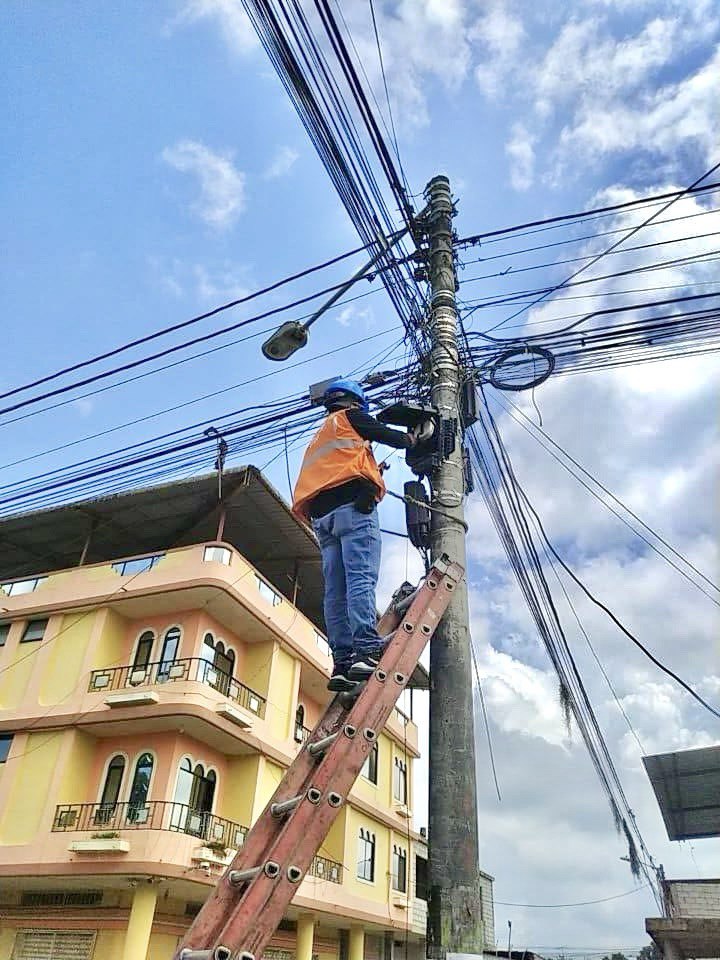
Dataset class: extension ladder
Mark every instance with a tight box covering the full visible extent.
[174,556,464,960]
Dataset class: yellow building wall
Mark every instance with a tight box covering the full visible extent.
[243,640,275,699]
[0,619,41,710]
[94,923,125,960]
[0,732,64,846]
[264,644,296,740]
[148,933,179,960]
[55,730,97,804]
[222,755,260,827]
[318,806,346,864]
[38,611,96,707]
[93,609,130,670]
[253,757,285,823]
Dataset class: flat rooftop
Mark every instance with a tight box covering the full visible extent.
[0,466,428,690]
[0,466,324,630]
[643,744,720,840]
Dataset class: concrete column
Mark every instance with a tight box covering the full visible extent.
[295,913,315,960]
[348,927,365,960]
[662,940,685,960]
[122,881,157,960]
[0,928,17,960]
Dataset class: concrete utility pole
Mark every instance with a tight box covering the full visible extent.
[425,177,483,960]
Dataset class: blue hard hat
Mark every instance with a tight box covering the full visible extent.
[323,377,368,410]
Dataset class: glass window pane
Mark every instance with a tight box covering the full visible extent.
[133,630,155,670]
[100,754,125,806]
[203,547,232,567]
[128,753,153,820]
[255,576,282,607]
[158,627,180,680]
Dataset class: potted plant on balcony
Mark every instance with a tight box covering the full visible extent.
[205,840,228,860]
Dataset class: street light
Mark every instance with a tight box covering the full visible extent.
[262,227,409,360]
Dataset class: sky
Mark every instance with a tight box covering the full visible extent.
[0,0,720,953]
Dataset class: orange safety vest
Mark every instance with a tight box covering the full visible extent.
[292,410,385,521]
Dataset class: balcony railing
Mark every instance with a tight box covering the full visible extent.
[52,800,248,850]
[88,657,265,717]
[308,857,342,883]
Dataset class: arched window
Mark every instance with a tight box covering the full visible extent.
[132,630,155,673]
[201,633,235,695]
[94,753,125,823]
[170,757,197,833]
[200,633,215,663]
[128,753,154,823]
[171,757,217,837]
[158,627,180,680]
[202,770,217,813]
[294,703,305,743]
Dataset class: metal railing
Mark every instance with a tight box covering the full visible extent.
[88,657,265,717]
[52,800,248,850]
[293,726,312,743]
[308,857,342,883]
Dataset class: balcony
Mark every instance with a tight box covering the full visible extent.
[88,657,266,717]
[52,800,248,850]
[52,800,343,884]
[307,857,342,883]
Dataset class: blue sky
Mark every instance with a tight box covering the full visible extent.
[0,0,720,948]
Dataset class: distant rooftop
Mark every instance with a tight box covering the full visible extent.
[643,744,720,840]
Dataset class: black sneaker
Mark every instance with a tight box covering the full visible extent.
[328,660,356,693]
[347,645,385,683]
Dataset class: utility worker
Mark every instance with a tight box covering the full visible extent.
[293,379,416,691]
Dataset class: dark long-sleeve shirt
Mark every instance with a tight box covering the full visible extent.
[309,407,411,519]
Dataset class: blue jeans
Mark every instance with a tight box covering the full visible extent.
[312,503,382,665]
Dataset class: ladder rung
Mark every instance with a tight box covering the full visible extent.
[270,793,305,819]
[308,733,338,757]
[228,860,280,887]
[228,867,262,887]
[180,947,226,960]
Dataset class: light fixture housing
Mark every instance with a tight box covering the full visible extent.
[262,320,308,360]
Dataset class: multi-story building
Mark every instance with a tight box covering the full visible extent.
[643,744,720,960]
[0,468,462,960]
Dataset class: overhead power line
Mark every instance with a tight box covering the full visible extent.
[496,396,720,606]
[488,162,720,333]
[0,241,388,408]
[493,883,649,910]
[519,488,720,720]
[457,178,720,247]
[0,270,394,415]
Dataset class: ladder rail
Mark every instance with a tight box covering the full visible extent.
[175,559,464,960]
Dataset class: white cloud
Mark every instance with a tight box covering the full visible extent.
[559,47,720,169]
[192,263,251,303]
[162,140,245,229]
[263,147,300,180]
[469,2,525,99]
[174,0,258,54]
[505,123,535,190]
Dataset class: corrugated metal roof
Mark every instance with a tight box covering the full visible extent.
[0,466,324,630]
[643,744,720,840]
--
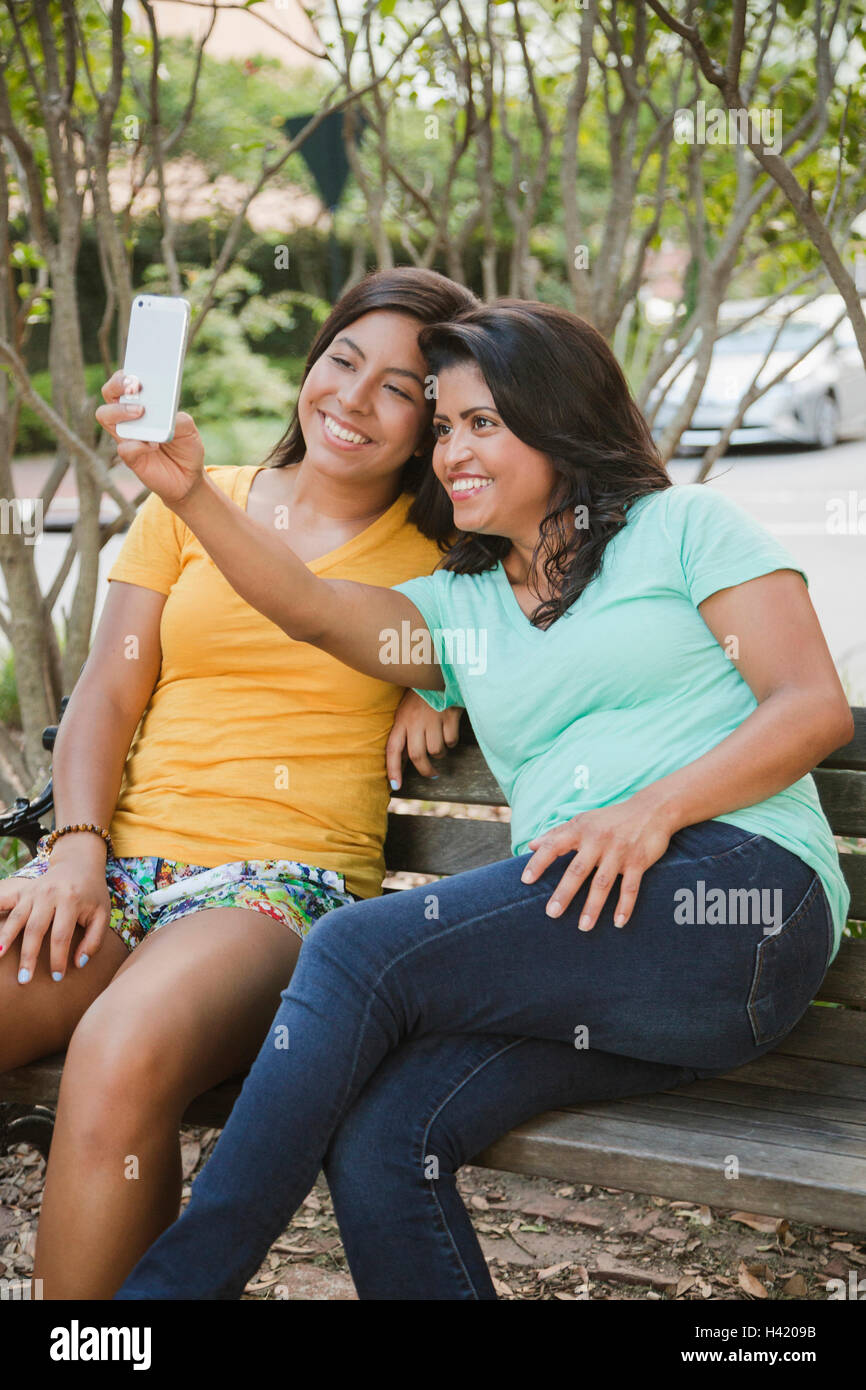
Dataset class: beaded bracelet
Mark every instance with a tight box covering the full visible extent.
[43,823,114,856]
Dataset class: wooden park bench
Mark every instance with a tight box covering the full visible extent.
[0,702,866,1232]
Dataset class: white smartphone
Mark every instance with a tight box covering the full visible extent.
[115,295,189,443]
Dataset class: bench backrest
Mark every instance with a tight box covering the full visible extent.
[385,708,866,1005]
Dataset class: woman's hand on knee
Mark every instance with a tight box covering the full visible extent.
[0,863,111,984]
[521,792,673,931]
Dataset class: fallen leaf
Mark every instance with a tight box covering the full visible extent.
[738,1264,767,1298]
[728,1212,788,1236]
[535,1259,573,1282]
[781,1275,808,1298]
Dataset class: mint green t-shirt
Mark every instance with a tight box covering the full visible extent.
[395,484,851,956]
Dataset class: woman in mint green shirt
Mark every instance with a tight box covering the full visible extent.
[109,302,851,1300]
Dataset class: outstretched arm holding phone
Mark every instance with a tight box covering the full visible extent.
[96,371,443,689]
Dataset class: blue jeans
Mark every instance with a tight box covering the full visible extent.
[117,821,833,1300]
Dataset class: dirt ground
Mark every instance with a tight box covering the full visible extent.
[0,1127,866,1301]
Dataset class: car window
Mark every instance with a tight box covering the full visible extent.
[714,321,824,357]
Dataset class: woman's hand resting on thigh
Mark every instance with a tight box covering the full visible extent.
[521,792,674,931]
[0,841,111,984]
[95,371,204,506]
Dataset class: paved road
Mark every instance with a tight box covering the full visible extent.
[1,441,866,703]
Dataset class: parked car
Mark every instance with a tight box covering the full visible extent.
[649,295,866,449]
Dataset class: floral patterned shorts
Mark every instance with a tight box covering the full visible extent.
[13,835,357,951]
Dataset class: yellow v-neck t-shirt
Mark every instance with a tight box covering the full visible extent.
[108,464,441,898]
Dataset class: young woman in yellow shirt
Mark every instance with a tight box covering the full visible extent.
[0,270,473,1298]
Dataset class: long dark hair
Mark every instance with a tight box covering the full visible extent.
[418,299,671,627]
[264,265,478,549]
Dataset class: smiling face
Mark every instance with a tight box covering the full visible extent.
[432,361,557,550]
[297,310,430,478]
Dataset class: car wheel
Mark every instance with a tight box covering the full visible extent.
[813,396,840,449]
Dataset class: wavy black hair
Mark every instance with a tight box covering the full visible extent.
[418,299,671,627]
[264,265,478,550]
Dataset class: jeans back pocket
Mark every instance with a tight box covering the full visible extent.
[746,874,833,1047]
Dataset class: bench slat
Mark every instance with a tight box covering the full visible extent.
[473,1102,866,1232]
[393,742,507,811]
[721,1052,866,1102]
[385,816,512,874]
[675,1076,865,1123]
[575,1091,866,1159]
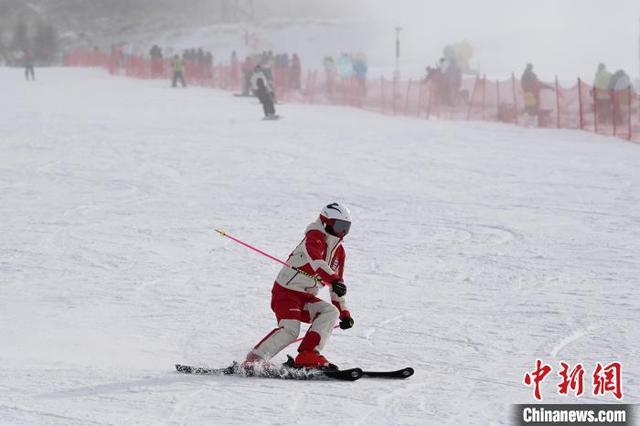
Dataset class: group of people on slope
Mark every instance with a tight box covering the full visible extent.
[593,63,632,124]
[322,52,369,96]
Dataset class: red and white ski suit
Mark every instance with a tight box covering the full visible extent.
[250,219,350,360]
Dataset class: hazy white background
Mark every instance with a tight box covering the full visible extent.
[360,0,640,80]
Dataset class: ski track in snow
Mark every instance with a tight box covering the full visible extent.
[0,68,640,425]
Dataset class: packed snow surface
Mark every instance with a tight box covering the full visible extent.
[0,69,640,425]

**Task objective**:
Rewrite the material from the line with "Dataset class: extension ladder" up to and including the line with "[174,556,464,960]", keeping every line and shifting each bounding-box coordinate in the answers up by 40. Leave all other text unchanged.

**Finished task**:
Dataset class: extension ladder
Mark every instance with a tight box covering the full visible extent.
[214,596,504,1000]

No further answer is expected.